### Passage to read:
Instructors and speakers
We are very lucky to have a great range of instructors and speakers lined up for the Winter School.
Accelerate Programme
Finley Griffin
Machine Learning Engineer
Fin is a machine learning engineer with experience in AI for theoretical physics research and software engineering in industry. Before joining Accelerate, he completed his integrated Master’s in Physics at the University of Oxford. Fin is particularly interested in how software engineering principles and MLOps can be used to build infrastructure that makes research software more scalable and reproducible. He is also interested in applying machine learning to the life sciences.
Radzim Sendyka
Machine Learning Engineer
Radzim is a machine learning engineer in the Department of Computer Science and Technology, where he explores the practical applications of data science and machine learning in real-world contexts, with emphasis on collaboration with domain experts from various scientific fields, like Assyriology.
Ryan Daniels
Senior Machine Learning Engineer
Ryan is a machine learning engineer and is interested in driving forward scientific research which is grounded in excellent software engineering and machine learning fundamentals. He has a particular focus in LLMs, and serving LLMs to the scientific community. Before working at Accelerate, Ryan’s research interests explored unconventional approaches to computing using complex physical devices from the world of condensed matter physics.
Oxford Research Software Engineering
Jack Leland
Senior Research Software Engineer
Jack has a background in computational physics and software engineering, working as part of the support team for the Schmidt AI in Science Fellowship at the university. After working as a software developer in industry, Jack completed a PhD in Fusion Plasma Physics in 2021 at the Culham Centre for Fusion Energy where he found a love for developing software tools for facilitating research. Following this he spent a number of years working as a Software Developer at CEDA (the Centre for Environmental Data Analysis) on the JASMIN supercomputer, before joining the Oxford Research Software Engineering team in 2024 to get back closer to research. Since joining he’s worked on a range of projects including the SpeedyWeather.jl atmospheric model and the ATLAS Sky Survey database.

### Provided material:

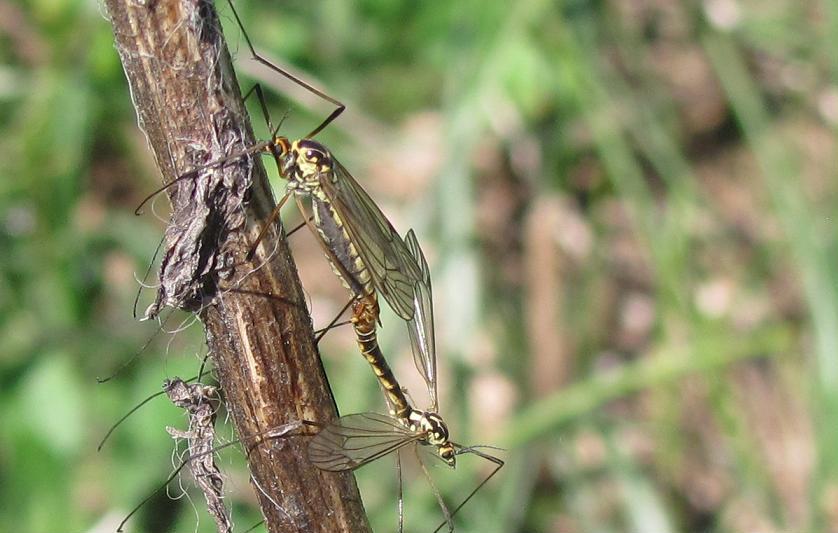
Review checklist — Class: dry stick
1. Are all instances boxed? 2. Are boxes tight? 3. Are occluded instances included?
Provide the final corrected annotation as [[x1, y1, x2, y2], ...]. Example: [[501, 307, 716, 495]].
[[105, 0, 369, 532], [163, 378, 233, 533]]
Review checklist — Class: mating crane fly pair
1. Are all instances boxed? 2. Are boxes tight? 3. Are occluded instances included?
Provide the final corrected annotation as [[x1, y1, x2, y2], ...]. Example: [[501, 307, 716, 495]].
[[141, 2, 503, 531]]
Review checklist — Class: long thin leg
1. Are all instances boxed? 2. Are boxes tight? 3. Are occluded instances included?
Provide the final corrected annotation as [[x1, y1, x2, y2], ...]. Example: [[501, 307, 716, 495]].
[[413, 446, 454, 533], [116, 421, 311, 533], [245, 192, 292, 261], [396, 450, 404, 533], [134, 141, 273, 216], [96, 311, 174, 384], [223, 0, 346, 138], [434, 447, 505, 533], [314, 298, 355, 344], [131, 232, 166, 321], [96, 372, 209, 452]]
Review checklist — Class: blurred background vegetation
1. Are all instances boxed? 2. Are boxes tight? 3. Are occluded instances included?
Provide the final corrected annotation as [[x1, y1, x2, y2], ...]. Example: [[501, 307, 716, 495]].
[[0, 0, 838, 533]]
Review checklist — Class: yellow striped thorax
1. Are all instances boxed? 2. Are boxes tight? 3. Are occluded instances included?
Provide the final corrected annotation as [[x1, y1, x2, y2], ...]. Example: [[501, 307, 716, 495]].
[[271, 137, 334, 194]]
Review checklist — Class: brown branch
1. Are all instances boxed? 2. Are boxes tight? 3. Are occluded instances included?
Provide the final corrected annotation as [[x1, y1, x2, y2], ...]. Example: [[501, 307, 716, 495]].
[[106, 0, 369, 532], [163, 377, 233, 533]]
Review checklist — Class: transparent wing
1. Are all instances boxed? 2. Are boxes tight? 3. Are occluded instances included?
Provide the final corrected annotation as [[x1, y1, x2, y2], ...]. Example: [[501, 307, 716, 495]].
[[405, 230, 438, 412], [320, 158, 421, 320], [308, 413, 422, 472]]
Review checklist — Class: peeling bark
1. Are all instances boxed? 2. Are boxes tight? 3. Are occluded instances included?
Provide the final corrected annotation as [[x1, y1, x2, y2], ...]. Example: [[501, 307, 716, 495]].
[[105, 0, 369, 532]]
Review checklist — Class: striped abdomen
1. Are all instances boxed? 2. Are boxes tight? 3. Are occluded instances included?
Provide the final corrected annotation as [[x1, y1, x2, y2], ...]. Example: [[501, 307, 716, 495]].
[[311, 191, 375, 298]]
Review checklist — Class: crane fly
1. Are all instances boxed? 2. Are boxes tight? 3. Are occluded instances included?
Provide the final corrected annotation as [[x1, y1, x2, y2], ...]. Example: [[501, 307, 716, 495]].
[[308, 230, 504, 533]]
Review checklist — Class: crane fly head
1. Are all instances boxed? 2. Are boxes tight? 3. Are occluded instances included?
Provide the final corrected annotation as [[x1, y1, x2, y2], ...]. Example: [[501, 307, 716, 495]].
[[274, 137, 333, 193], [419, 412, 457, 468]]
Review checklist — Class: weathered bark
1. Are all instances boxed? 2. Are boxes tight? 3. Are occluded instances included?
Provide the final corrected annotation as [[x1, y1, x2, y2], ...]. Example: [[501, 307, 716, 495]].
[[106, 0, 369, 532]]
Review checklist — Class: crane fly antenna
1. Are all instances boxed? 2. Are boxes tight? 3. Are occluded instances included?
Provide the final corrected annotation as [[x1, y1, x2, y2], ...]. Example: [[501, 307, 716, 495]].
[[227, 0, 346, 139]]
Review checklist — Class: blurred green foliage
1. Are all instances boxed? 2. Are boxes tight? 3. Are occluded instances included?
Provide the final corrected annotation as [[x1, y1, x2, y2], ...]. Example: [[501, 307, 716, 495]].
[[0, 0, 838, 533]]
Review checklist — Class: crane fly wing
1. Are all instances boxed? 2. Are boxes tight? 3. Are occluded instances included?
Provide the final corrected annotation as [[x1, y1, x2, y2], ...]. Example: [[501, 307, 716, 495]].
[[320, 158, 421, 320], [405, 230, 438, 412], [308, 413, 422, 472]]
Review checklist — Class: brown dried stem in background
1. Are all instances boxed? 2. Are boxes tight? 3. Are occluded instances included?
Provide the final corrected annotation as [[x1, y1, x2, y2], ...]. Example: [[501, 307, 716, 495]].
[[106, 0, 369, 532], [163, 378, 233, 533]]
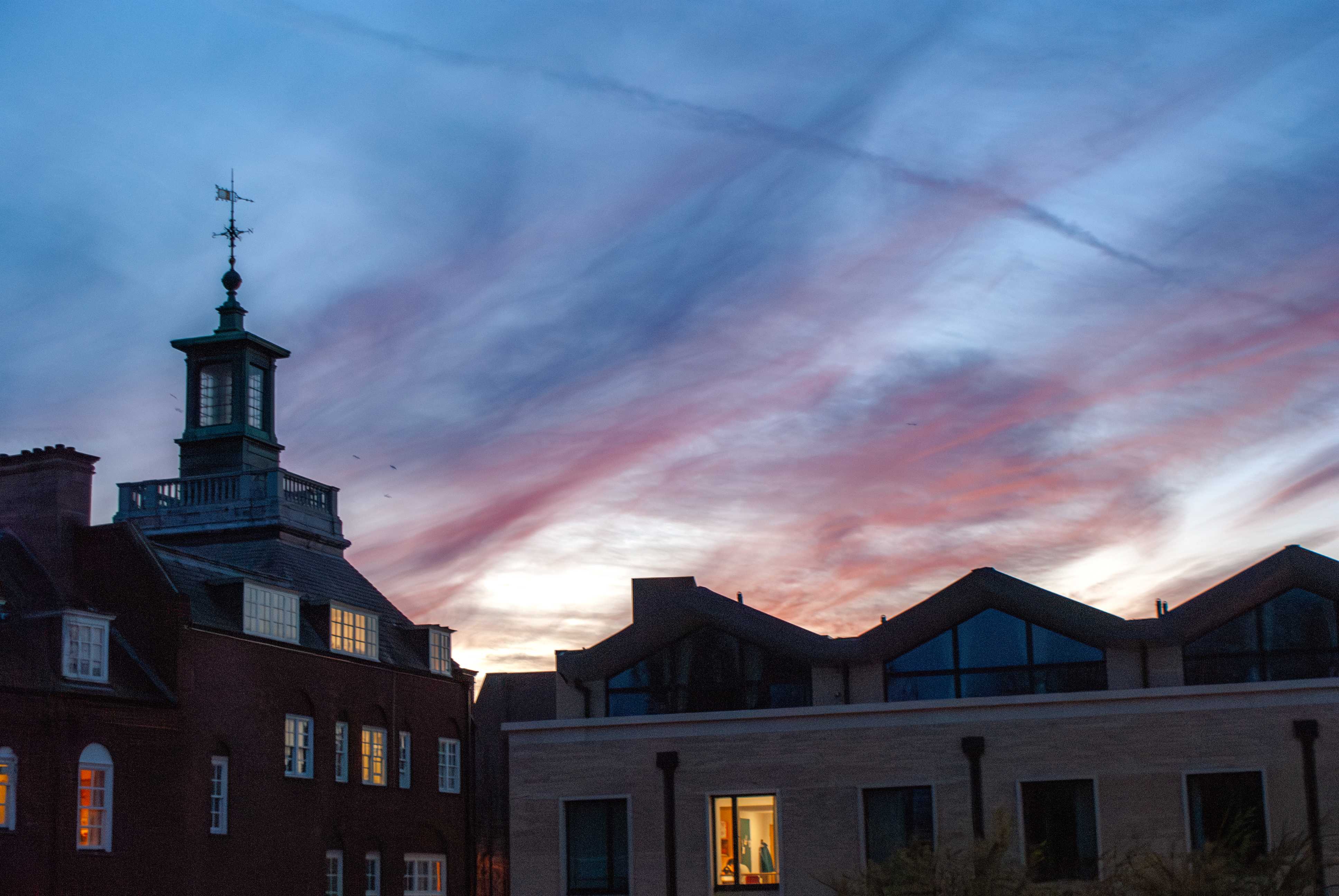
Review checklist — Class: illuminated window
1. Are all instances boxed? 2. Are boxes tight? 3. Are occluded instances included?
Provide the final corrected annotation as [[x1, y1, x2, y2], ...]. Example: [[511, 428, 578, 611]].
[[363, 727, 386, 787], [711, 794, 781, 891], [404, 853, 446, 896], [284, 715, 312, 778], [242, 582, 298, 644], [200, 364, 233, 426], [562, 800, 628, 896], [209, 755, 228, 834], [62, 613, 112, 682], [427, 628, 451, 675], [436, 738, 461, 793], [0, 747, 19, 830], [325, 849, 344, 896], [399, 731, 410, 787], [607, 628, 811, 715], [885, 609, 1106, 700], [335, 722, 348, 782], [246, 364, 265, 430], [363, 852, 382, 896], [1184, 588, 1339, 684], [75, 743, 112, 852], [331, 604, 379, 659]]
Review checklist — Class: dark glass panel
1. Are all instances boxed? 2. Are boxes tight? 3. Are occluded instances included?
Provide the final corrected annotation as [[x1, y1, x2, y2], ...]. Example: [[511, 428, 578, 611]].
[[888, 629, 953, 672], [963, 668, 1032, 697], [1265, 651, 1339, 682], [888, 674, 955, 703], [1260, 588, 1339, 651], [865, 787, 935, 864], [957, 609, 1027, 667], [1032, 663, 1106, 694], [1185, 772, 1268, 855], [1020, 778, 1097, 881], [565, 800, 628, 895], [1032, 625, 1105, 663], [1185, 609, 1260, 656], [1185, 656, 1260, 684], [609, 660, 651, 687]]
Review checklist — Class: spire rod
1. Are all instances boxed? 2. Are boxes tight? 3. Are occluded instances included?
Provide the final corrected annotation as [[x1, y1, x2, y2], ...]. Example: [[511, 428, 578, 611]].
[[214, 169, 252, 332]]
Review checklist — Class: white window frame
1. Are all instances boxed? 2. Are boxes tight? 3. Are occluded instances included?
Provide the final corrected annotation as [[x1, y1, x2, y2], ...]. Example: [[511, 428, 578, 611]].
[[75, 743, 114, 852], [242, 581, 303, 644], [284, 712, 316, 778], [0, 747, 19, 830], [325, 849, 344, 896], [60, 612, 115, 684], [330, 601, 382, 663], [209, 755, 228, 834], [399, 731, 414, 790], [427, 628, 451, 678], [358, 725, 387, 787], [404, 852, 446, 896], [363, 852, 382, 896], [558, 793, 635, 893], [436, 738, 461, 793], [335, 722, 348, 784]]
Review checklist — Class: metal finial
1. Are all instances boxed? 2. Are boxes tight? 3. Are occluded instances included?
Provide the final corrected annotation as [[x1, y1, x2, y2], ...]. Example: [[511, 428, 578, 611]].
[[214, 171, 252, 332]]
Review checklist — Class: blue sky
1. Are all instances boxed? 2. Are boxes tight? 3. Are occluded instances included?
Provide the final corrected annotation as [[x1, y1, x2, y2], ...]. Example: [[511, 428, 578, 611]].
[[8, 0, 1339, 670]]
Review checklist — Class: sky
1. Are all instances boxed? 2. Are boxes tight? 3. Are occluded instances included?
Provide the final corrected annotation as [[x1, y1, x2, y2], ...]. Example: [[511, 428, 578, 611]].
[[0, 0, 1339, 671]]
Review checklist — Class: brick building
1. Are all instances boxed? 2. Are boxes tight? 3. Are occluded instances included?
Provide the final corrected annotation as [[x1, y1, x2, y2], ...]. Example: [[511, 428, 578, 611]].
[[0, 257, 474, 896], [498, 547, 1339, 896]]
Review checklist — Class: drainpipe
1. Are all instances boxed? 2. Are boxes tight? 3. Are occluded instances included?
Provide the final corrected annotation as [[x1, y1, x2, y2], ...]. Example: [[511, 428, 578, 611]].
[[963, 737, 986, 840], [656, 750, 679, 896], [1292, 719, 1326, 893]]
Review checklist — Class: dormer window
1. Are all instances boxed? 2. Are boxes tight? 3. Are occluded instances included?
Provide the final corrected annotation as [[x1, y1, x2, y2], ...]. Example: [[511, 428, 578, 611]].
[[246, 364, 265, 430], [427, 628, 451, 675], [60, 613, 114, 683], [200, 364, 233, 426], [331, 604, 380, 659], [242, 581, 298, 644]]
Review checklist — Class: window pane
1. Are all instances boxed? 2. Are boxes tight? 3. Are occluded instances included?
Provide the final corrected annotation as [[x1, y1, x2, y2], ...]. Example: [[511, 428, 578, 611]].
[[1185, 656, 1260, 684], [565, 800, 628, 893], [865, 787, 935, 864], [888, 675, 956, 702], [957, 609, 1027, 667], [1032, 625, 1105, 663], [888, 629, 953, 672], [1185, 772, 1267, 853], [1022, 778, 1097, 881], [1260, 588, 1339, 651], [1185, 611, 1260, 656], [963, 668, 1032, 697]]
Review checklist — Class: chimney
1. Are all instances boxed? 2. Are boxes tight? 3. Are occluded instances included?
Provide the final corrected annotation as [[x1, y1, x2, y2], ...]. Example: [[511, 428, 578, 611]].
[[0, 445, 98, 589]]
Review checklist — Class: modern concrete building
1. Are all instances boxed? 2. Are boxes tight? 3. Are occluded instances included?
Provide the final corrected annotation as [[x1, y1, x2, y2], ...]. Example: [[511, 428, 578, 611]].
[[0, 252, 474, 896], [499, 547, 1339, 896]]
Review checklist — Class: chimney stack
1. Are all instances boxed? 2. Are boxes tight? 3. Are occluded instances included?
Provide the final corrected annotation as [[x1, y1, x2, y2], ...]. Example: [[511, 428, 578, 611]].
[[0, 445, 99, 589]]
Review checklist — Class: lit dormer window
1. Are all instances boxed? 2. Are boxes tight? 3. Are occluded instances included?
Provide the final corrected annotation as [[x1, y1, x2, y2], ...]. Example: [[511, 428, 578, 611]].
[[60, 613, 115, 682], [242, 581, 298, 644], [427, 628, 451, 675], [200, 364, 233, 426], [331, 604, 379, 659], [246, 364, 265, 430]]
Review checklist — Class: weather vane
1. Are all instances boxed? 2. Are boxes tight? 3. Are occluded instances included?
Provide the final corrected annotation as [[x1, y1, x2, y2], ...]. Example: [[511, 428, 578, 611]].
[[214, 170, 252, 271]]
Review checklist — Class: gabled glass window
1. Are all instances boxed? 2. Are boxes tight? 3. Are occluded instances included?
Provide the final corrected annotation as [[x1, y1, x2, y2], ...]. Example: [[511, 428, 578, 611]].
[[885, 609, 1106, 702], [1184, 588, 1339, 684], [607, 628, 813, 715]]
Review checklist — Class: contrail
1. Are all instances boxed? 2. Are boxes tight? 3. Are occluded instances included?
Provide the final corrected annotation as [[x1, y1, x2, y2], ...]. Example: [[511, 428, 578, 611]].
[[256, 0, 1172, 279]]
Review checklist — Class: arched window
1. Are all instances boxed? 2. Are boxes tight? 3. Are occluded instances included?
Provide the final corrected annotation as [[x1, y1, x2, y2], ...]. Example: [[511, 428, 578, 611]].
[[607, 628, 813, 715], [885, 609, 1106, 702], [1184, 588, 1339, 684], [75, 743, 111, 852], [0, 747, 19, 830]]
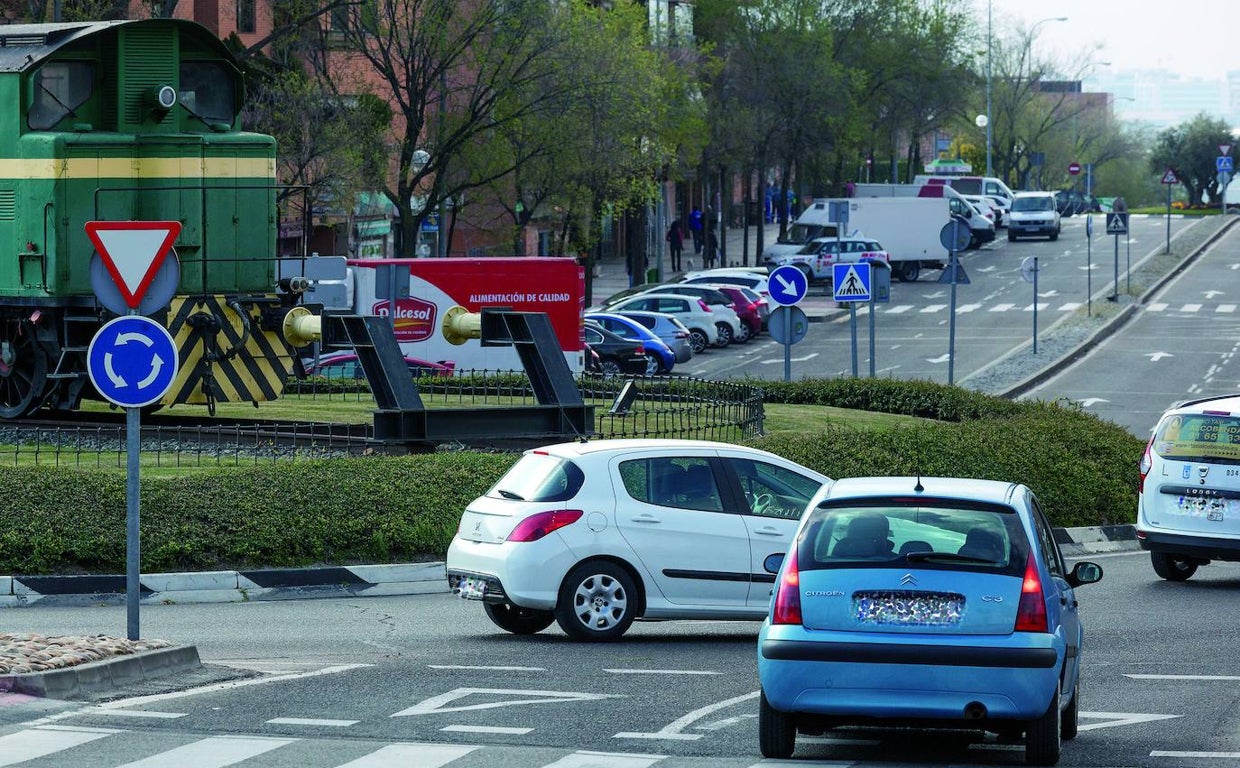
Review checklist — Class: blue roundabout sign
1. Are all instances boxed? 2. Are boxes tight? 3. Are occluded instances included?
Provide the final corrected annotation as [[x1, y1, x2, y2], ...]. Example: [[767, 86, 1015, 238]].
[[87, 315, 180, 408]]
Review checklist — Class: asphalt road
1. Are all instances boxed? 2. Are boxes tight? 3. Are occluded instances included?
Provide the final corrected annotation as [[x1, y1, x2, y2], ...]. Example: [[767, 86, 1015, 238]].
[[1027, 215, 1240, 438], [677, 216, 1200, 383], [0, 553, 1240, 768]]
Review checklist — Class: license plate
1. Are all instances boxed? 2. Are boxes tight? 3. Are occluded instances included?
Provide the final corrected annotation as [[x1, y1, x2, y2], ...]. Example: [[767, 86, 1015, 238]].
[[853, 592, 965, 627], [456, 578, 486, 601]]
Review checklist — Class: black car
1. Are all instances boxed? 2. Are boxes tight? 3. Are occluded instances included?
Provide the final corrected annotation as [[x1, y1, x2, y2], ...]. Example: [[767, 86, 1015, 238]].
[[585, 323, 658, 376]]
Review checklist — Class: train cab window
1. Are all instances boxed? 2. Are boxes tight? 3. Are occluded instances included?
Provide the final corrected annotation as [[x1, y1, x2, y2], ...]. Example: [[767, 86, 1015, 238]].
[[181, 61, 237, 125], [26, 61, 94, 130]]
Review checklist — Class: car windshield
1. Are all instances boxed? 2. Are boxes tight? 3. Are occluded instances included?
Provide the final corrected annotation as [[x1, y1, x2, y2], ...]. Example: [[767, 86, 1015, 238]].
[[797, 498, 1028, 576], [486, 453, 585, 501], [1149, 413, 1240, 471], [1012, 197, 1055, 211]]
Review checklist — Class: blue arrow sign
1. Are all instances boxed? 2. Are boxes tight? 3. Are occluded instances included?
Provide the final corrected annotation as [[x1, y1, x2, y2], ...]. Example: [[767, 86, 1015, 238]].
[[86, 315, 180, 408], [766, 264, 810, 306], [831, 262, 872, 301]]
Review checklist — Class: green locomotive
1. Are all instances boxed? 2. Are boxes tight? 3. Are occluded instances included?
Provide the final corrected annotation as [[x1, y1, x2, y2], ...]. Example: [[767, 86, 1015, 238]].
[[0, 19, 308, 418]]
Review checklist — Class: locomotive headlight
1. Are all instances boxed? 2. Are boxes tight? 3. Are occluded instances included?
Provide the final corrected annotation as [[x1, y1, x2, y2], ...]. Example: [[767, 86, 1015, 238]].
[[148, 86, 176, 109]]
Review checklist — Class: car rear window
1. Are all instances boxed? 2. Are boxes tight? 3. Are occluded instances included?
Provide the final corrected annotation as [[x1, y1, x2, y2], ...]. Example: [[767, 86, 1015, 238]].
[[797, 498, 1029, 576], [1151, 413, 1240, 464], [486, 453, 585, 501]]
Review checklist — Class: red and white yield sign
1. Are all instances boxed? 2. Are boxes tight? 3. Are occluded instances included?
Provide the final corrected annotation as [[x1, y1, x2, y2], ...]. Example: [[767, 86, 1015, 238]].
[[86, 221, 181, 309]]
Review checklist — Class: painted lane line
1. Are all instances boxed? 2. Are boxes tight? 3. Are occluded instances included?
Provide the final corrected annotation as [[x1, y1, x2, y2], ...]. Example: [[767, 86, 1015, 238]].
[[117, 736, 300, 768], [603, 669, 719, 675], [99, 664, 374, 710], [427, 664, 547, 672], [267, 717, 361, 728], [336, 743, 479, 768], [0, 726, 124, 766], [439, 726, 533, 736], [611, 691, 760, 741]]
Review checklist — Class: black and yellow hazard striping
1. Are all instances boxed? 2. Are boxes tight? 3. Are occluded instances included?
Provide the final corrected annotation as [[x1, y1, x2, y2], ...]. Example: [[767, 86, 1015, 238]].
[[161, 295, 293, 406]]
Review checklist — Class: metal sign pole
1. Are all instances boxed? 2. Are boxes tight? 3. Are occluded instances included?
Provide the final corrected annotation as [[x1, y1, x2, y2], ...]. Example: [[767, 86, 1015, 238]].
[[848, 301, 857, 378]]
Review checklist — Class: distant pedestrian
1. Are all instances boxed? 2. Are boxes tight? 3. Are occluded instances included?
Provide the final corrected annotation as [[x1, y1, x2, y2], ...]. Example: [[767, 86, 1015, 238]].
[[665, 218, 684, 272], [689, 206, 706, 254]]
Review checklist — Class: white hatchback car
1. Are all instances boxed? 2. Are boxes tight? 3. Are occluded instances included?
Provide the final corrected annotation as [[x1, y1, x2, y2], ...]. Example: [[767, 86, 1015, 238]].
[[1137, 396, 1240, 582], [446, 439, 831, 640]]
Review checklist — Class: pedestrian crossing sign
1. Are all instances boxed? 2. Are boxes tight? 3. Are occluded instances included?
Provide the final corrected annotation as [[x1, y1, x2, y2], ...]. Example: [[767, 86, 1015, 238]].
[[831, 262, 873, 301]]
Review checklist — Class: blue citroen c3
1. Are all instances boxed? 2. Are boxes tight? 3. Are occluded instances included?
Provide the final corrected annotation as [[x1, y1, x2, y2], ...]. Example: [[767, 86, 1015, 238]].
[[758, 478, 1102, 766]]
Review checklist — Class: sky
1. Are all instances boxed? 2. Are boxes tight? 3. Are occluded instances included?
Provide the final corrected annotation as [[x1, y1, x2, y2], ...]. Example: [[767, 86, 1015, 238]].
[[973, 0, 1240, 78]]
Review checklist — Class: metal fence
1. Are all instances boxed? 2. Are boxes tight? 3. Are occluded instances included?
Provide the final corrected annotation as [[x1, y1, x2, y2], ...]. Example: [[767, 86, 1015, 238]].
[[0, 371, 764, 469]]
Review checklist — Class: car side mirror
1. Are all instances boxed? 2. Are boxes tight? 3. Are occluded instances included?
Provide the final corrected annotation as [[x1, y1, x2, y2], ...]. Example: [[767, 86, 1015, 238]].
[[1068, 561, 1102, 587]]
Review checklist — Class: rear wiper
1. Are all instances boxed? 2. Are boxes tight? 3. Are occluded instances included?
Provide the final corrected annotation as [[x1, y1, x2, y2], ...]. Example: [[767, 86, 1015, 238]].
[[904, 552, 997, 565]]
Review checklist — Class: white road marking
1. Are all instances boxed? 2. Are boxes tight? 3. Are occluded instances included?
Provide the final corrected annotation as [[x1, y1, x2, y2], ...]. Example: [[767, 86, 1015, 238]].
[[392, 689, 624, 717], [336, 743, 477, 768], [611, 691, 760, 741], [117, 736, 300, 768], [267, 717, 360, 728], [0, 726, 124, 766], [439, 726, 533, 736], [603, 669, 719, 675]]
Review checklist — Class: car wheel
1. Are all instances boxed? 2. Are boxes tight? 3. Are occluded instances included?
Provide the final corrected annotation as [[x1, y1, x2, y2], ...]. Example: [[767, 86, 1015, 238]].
[[556, 561, 637, 641], [646, 352, 663, 376], [689, 328, 711, 355], [1059, 680, 1081, 742], [482, 603, 556, 635], [1024, 686, 1060, 766], [1149, 552, 1197, 582], [758, 692, 796, 761]]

### Exercise requirements:
• a. In the instructors and speakers page, reproduce the passage that begins at the words "Radzim Sendyka" and stops after "fields, like Assyriology.".
• b. Condense the paragraph of the instructors and speakers page beginning "Jack has a background" into a short bulleted list that keeps its main facts.
The entries are separate material from the instructors and speakers page.

### Exercise responses:
• a.
Radzim Sendyka
Machine Learning Engineer
Radzim is a machine learning engineer in the Department of Computer Science and Technology, where he explores the practical applications of data science and machine learning in real-world contexts, with emphasis on collaboration with domain experts from various scientific fields, like Assyriology.

• b.
- Background in computational physics and software engineering; part of the support team for the Schmidt AI in Science Fellowship at the university
- Worked as a software developer in industry
- Completed a PhD in Fusion Plasma Physics in 2021 at the Culham Centre for Fusion Energy
- Spent several years as a Software Developer at CEDA (the Centre for Environmental Data Analysis) on the JASMIN supercomputer
- Joined the Oxford Research Software Engineering team in 2024
- Has since worked on projects including the SpeedyWeather.jl atmospheric model and the ATLAS Sky Survey database